» **Приведенный отрывок**:
Я вынул свой блокнот:
— Вот, все эти глупости Нины Хрущевой написаны ею собственноручно!
Меня криками прогнали из кабинета. Немного погодя оттуда вылетел и Славчо — счастливый:
— Молодец! Спасибо тебе. Защитил редакцию!.. Но… Сбавь обороты. Ты становишься грубым и самонадеянным. Я за тебя волнуюсь…
Я тоже был счастлив. И ни о чем не беспокоился. Вернулся домой в свой дикий Западный парк. Пошел погулять с сыном. Он мне пожаловался, что какой-то мальчишка побил его в детском саду. Мы провели занятие по боксу (на следующий день он отомстил своему обидчику). После ужина мы с Дорой выпили по бокалу вина на балконе. Мы очень соскучились друг по другу. А когда все уснули, я тихо вышел в кухню и открыл свою тетрадку со стихами:
Вчера я один возвращался. И кто-то хлопнул меня по плечу, как иногда поступают приятели. Я обернулся, обрадовавшись, но никого не было. Только на моем плече блестела желто-красная ладонь одного очень большого и тяжелого листа каштана… …Весь вечер мне было весело. А моя мама сказала, посмотрев на меня косо: — Опять ты был со своими дружками…Спасибо поэзии за то, что она всегда возвращала меня к себе. Как ужасного ребенка, сбежавшего из дома, с замерзшими мокрыми ногами и разбитым носом, она всегда находила меня, хватала за руку и отводила в свой уютный дом, согретый вздохом, освещенный слезой.
Оказалось, что призрачный генерал Грыбчев тоже втайне писал стихи. И наверняка не из-за моего отца, а из-за поэзии хотел он со мной познакомиться. После хрущевской эпопеи он звал меня погулять по Витоше и почитать стихи. Было странно смотреть, как этот человек, копавшийся в открытых ранах истории, дрожал от волнения, протягивая мне свое новое стихотворение. Я вижу, как он сидит на морском берегу и медленно въезжает в крематорий заката.

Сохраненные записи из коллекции
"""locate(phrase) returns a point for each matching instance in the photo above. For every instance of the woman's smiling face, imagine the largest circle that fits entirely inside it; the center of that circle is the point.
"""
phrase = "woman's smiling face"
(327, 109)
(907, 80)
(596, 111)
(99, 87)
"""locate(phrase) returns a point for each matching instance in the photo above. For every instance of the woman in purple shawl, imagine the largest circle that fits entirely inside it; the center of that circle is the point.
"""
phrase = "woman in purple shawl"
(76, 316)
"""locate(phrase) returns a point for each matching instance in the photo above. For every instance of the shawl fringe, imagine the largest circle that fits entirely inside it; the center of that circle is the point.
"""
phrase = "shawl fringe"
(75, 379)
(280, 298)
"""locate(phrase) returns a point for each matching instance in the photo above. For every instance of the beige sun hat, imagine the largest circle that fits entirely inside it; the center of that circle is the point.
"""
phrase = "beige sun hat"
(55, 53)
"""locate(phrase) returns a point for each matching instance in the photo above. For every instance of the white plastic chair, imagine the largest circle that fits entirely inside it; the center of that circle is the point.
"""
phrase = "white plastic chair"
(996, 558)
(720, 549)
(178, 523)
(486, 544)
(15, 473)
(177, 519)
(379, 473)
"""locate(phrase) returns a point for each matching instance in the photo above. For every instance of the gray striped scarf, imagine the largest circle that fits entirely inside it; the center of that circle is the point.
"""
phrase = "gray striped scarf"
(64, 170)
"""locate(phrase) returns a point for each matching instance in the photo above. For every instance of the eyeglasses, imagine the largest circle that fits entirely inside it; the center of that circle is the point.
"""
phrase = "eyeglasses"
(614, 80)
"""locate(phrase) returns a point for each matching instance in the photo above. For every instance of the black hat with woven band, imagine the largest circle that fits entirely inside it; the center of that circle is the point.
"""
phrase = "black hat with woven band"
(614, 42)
* * *
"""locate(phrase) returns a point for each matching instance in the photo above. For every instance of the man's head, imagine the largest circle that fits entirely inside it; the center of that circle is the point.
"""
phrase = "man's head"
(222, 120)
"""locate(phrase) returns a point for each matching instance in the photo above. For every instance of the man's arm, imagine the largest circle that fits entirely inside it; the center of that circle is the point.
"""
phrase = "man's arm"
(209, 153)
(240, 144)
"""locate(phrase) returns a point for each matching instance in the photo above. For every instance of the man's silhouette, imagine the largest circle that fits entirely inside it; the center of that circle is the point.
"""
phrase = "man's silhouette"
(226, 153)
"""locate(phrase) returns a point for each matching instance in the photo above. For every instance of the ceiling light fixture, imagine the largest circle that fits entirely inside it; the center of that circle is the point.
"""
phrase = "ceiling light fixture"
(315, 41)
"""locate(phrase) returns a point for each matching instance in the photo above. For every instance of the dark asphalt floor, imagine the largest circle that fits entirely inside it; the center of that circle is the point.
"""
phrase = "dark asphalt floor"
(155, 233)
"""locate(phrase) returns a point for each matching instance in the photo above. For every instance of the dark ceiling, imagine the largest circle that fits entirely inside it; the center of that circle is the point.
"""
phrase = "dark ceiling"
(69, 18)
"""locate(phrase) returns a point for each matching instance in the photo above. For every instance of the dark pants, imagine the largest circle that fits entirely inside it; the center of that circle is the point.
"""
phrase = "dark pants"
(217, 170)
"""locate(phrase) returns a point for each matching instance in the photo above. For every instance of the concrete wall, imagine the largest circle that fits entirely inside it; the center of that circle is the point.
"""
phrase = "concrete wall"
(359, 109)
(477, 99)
---
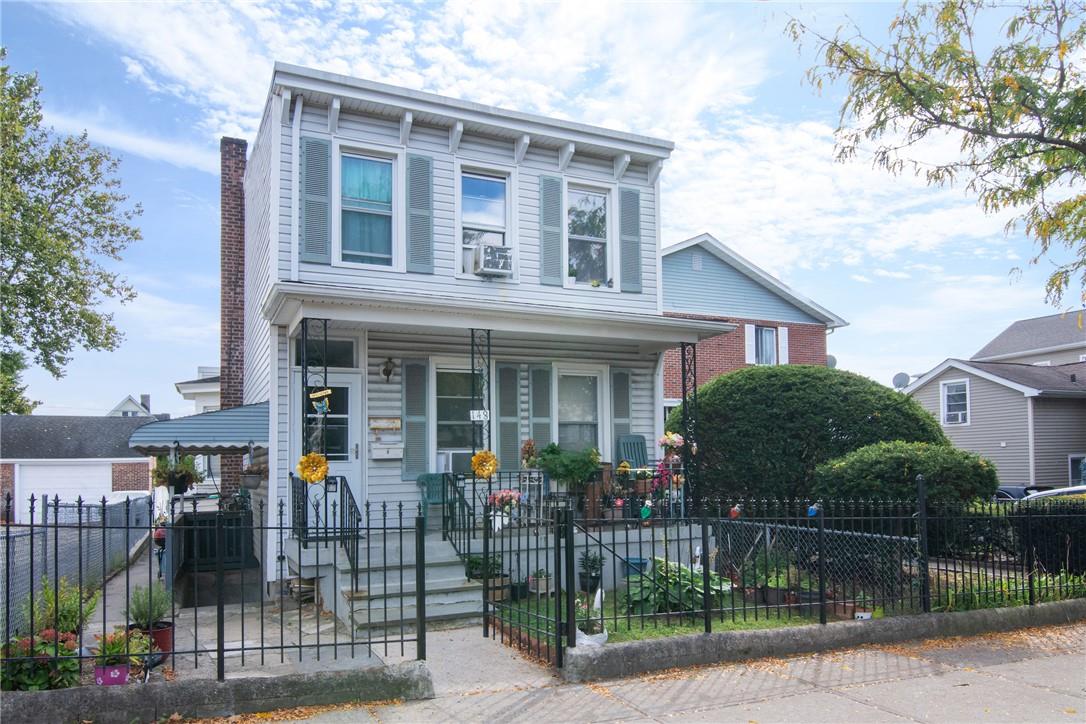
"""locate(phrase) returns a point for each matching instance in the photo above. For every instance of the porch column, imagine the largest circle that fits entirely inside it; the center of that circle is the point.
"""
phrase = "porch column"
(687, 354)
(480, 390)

» **Задания**:
a: На что пожаловался сын во время прогулки в отрывке о поэзии?
b: Перескажи отрывок о поэзии в двух предложениях.
c: Продолжи отрывок о поэзии, начав сразу после его последнего предложения.

» **Ответы по заданиям**:
a: Что какой-то мальчишка побил его в детском саду.

b: После того как Славчо похвалил рассказчика за защиту редакции, тот вернулся домой счастливым, провел вечер с сыном и Дорой, а ночью открыл на кухне тетрадку со стихами. Он благодарит поэзию за то, что она всегда возвращала его к себе, и вспоминает, что генерал Грыбчев тоже втайне писал стихи и звал его гулять по Витоше и читать их.

c:
Пока Хрущев ездил по Болгарии, советский посол в США Анатолий Добрынин был приглашен на ужин в дом госсекретаря Стюарта Юдо [47] . Там родилась идея обмена визитами поэтов — по одному с советской и американской стороны, чтобы подчеркнуть всю важность оттепели. В июле Кеннеди уточнил, что американским поэтом будет Роберт Фрост. Юдо устроил так, что поэт поехал вместе с ним. И это заранее превратило визит Фроста в политическое событие. Его сопровождающим и переводчиком стал молодой поэт и литератор Франк Рив. Сегодня мало кто помнит о нем, потому что его образ теряется в сиянии его сына Кристофера Рива — актера,
47
На самом деле советский посол в США Добрынин ужинал тогда у министра внутренних дел Стюарта Юдалла.
Все это происходило, когда я получил сигнальные экземпляры моего третьего поэтического сборника «Позиция». Моим редактором был Валери Петров. Он отличался от предыдущих редакторов. О каждом стихотворении говорил пространно, аналитически, честно высказывал два различных мнения и будто бы сам с ними и боролся. Иногда он выспрашивал, как ребенок, не кроется ли, случаем, еще какой-нибудь смысл в том или ином предложении. Его больше всего интересовало, что я такого нашел в свободном стихе, чем он так меня подкупил. У меня никогда не было более полезного редактора. Мы ходили друг к другу в гости, но друзьями не стали.
Предложение Кеннеди отправить в Москву Роберта Фроста потрясло воображение старого барда больше, чем участие в инаугурации.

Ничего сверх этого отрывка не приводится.